> [GOAL OF THE EXERCISE]: Check each line of the entries. Copy the ones that contain the string "object".

(Region pointing data)
>>
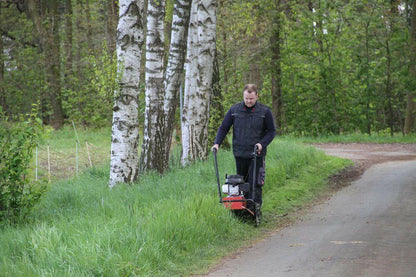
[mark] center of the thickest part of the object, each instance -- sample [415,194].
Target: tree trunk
[124,164]
[153,137]
[410,121]
[174,70]
[111,25]
[197,99]
[190,85]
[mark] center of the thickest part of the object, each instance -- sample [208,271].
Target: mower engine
[235,187]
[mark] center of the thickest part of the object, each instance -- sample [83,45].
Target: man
[253,125]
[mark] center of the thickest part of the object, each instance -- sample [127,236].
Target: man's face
[250,98]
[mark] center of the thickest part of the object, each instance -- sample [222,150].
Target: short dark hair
[250,88]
<<
> [OUTPUT OF THE TASK]:
[mark] center of the thickest part of the object, each instance -- sample [415,194].
[mark] center of the thickest part of the object, each instance -- sample [208,271].
[mark] center of the thickest part of the object, each instance -- sample [83,45].
[mark] center of the thickest part of the object, each instance -- sample [127,236].
[mark] center of the thickest part of the object, each instance -- sample [222,150].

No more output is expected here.